● Exercise aim: Every record below must come back exactly as written, with the images dropped.

*** Opening Data supplied ***

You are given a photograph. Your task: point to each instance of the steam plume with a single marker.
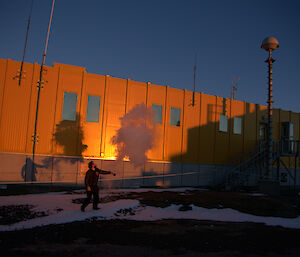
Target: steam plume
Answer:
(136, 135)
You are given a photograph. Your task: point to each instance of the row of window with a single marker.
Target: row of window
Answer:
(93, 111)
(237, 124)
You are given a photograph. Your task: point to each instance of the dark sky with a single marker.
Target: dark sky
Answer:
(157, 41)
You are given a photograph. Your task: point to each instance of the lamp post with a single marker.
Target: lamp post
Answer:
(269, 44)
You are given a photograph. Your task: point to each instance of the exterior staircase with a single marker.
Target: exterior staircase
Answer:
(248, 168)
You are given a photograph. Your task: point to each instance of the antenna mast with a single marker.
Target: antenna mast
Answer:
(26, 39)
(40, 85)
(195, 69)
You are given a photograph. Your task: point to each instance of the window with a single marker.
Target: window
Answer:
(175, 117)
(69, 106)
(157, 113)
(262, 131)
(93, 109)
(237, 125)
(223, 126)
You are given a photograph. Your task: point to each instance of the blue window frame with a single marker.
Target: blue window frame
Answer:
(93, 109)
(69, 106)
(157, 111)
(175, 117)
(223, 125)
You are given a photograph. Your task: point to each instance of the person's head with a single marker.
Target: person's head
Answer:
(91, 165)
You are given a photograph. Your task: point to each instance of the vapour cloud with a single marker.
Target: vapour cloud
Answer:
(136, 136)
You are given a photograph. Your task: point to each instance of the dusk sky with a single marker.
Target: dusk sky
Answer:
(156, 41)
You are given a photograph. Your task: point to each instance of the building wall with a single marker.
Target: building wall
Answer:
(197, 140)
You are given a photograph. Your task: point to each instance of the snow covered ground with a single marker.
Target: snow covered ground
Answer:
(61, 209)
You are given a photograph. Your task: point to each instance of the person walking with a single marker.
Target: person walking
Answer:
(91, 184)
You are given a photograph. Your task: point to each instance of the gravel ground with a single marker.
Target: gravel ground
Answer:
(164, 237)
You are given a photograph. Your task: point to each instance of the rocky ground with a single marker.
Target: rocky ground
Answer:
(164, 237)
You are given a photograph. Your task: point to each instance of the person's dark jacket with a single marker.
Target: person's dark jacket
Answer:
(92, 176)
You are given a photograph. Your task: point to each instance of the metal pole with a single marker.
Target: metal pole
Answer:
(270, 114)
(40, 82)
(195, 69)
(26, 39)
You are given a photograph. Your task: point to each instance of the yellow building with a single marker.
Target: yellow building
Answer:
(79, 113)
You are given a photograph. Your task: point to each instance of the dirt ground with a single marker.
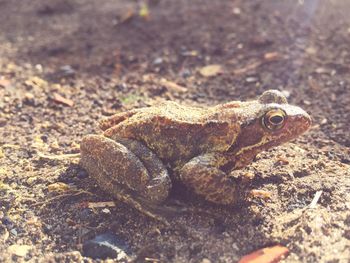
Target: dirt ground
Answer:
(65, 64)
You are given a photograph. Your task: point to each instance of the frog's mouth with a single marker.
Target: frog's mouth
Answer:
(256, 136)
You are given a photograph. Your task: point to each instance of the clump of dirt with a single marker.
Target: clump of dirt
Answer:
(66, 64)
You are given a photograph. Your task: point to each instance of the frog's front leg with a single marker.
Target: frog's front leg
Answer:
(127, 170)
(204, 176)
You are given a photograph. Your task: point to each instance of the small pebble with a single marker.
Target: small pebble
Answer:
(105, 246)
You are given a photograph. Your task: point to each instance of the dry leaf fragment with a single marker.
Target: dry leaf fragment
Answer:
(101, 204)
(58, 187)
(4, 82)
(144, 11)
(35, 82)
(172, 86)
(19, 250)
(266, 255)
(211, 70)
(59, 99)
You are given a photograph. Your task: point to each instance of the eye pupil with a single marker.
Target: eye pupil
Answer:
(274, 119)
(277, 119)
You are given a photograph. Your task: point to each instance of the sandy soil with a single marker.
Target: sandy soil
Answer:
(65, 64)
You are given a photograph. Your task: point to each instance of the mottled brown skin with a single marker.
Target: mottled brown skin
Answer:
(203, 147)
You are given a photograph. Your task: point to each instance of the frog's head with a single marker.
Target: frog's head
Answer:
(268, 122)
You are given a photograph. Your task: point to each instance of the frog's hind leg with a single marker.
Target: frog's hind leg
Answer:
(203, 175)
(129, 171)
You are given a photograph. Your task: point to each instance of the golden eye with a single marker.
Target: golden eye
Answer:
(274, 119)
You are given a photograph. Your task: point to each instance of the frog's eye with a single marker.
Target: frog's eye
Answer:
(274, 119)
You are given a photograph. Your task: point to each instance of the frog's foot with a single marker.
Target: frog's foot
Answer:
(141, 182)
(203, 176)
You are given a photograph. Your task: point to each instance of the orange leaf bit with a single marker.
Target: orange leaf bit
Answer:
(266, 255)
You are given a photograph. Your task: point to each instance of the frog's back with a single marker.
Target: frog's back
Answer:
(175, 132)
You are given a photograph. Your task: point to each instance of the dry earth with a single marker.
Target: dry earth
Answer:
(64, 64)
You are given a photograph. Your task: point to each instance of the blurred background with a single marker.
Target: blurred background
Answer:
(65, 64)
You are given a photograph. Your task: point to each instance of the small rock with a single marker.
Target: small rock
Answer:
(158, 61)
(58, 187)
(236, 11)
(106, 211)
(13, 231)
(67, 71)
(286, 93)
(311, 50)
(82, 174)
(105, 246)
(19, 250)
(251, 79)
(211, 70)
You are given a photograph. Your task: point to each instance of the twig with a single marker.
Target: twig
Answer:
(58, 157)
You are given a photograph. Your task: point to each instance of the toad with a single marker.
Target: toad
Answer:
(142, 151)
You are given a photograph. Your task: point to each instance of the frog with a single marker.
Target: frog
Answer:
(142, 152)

*** Closing Data supplied ***

● Answer box:
You are given a photograph. Your task: point to each instance of the steam plume with a single marker.
Target: steam plume
Answer:
(136, 135)
You are given a photograph. Your task: point to each instance of the row of window with a single marker.
Target: row of window
Answer:
(93, 111)
(237, 124)
You are given a photograph. Your task: point to each instance of the dark sky with a single marker.
Target: dark sky
Answer:
(157, 41)
You are given a photograph. Your task: point to each instance of the lamp post with a single marker.
Target: lamp post
Answer:
(269, 44)
You are given a photograph. Your task: point to each instance of the exterior staircase with a single marker.
Target: exterior staircase
Answer:
(248, 168)
You are given a photograph. Your task: point to each instance of the antenna mast with a single marker.
Target: antenna mast
Answer:
(26, 39)
(40, 85)
(195, 69)
You are given a photograph. Your task: point to each instance of the window with a single marker.
Target: window
Answer:
(175, 117)
(69, 106)
(157, 113)
(262, 131)
(93, 109)
(237, 125)
(223, 126)
You are given a photograph. Your task: point to each instance of the blue window frame with a single marker.
Target: blue window frame
Answer:
(93, 109)
(69, 106)
(157, 111)
(175, 117)
(223, 125)
You are given a photograph. Your task: point to each instance of the person's head with a single marker.
Target: person's head
Answer:
(91, 165)
You are given a photograph. Your task: point to each instance of the vapour cloud with a single marker.
Target: vapour cloud
Answer:
(136, 136)
You are given a photograph. Your task: point to each instance of the dusk sky with a single marker.
Target: dusk sky
Answer:
(156, 41)
You are given a photograph. Your task: point to each instance of the building wall with a single marker.
Target: building wall
Answer:
(197, 140)
You are given a photograph. Your task: point to each instance of the snow covered ground with a single marker.
Target: snow covered ground
Answer:
(61, 209)
You are given a photograph. Your task: point to each instance of the person walking with a single marker.
Target: person walking
Answer:
(91, 184)
You are given a photograph. Your task: point to each instance of the gravel ground with a single marker.
Target: gravel ground
Answer:
(164, 237)
You are given a photograph. Your task: point to each instance of the rocky ground with a single marker.
Target: rocky ground
Answer:
(164, 237)
You are given a photograph. Your task: point to each instance of the person's dark jacket with a single marker.
Target: person's dark jacket
Answer:
(92, 176)
You are given a photograph. Your task: point to each instance of the metal pole with a single marker.
Target: metal pole
Answer:
(270, 114)
(40, 82)
(195, 69)
(26, 39)
You are given a photograph. Your task: point to each instance of the yellow building with a single marker.
Target: yellow building
Answer:
(79, 113)
You are given a photograph. Your task: point to each instance of the dirt ground with a single marker.
Target: dirt ground
Answer:
(65, 64)
You are given a photograph. Your task: point to each instance of the frog's mouth with a single marker.
Target: frog's mouth
Answer:
(256, 136)
You are given a photograph. Your task: point to each instance of the clump of dirt with a single marker.
Target: clump of dirt
Answer:
(66, 64)
You are given a photograph. Your task: point to each instance of the frog's front leg with a single marker.
Target: frog's front leg
Answer:
(127, 170)
(204, 176)
You are given a photograph. Your task: point to each instance of the small pebble with a single marker.
Target: small pebble
Answer:
(105, 246)
You are given a photograph. Your task: point to each instance of the dry leaf fragment with a single marker.
Target: dry leaf fragment
Answer:
(101, 204)
(58, 187)
(4, 82)
(144, 11)
(35, 82)
(172, 86)
(19, 250)
(266, 255)
(211, 70)
(59, 99)
You are given a photograph. Your task: point to each instance of the eye pupil with a single marker.
Target: eye pupil
Answer:
(274, 119)
(277, 119)
You are given a photograph. Your task: point to each instance of the sandy soil with a single marker.
Target: sandy soil
Answer:
(65, 64)
You are given a photograph. Your task: point to each instance of the mottled brown skin with a single marker.
Target: mottled brown skin
Answer:
(203, 147)
You are given a photograph. Your task: point to each instance of the frog's head with a single marker.
Target: frog's head
Answer:
(268, 122)
You are given a photograph. Your task: point to each instance of the frog's hind leg with a single marker.
Target: frog's hind leg
Answer:
(203, 175)
(129, 171)
You are given a photograph. Your task: point to each instance of the golden eye with a single marker.
Target: golden eye
Answer:
(274, 119)
You are given a photograph. Your task: point to each instance of the frog's eye with a single marker.
Target: frog's eye
Answer:
(274, 119)
You are given a photograph. Your task: point to each instance of the frog's foot with a single marker.
Target: frog's foot
Answer:
(141, 182)
(203, 176)
You are given a photograph. Your task: point to each instance of the orange leaf bit with a single marker.
Target: orange leaf bit
Answer:
(266, 255)
You are given a photograph. Your task: point to each instance of the frog's back with a single marker.
Target: frog's back
Answer:
(175, 132)
You are given a photograph. Your task: point to each instance of the dry earth with a single marker.
Target: dry earth
Answer:
(64, 64)
You are given a photograph. Your task: point to each instance of the blurred background with a single marker.
Target: blurred background
Answer:
(65, 64)
You are given a photograph. Your task: point to each instance of the small rock with a single marker.
Target: small rock
Answer:
(158, 61)
(58, 187)
(236, 11)
(106, 211)
(13, 231)
(67, 71)
(286, 93)
(311, 50)
(82, 174)
(105, 246)
(19, 250)
(251, 79)
(211, 70)
You are given a photograph. Your task: point to each instance of the twig with a single marker.
Target: twig
Answer:
(58, 157)
You are given a photograph. Your task: point to each instance of the toad with a single marker.
Target: toad
Answer:
(142, 151)
You are given a photograph. Your task: point to each instance of the frog with a single marker.
Target: frog
Answer:
(142, 152)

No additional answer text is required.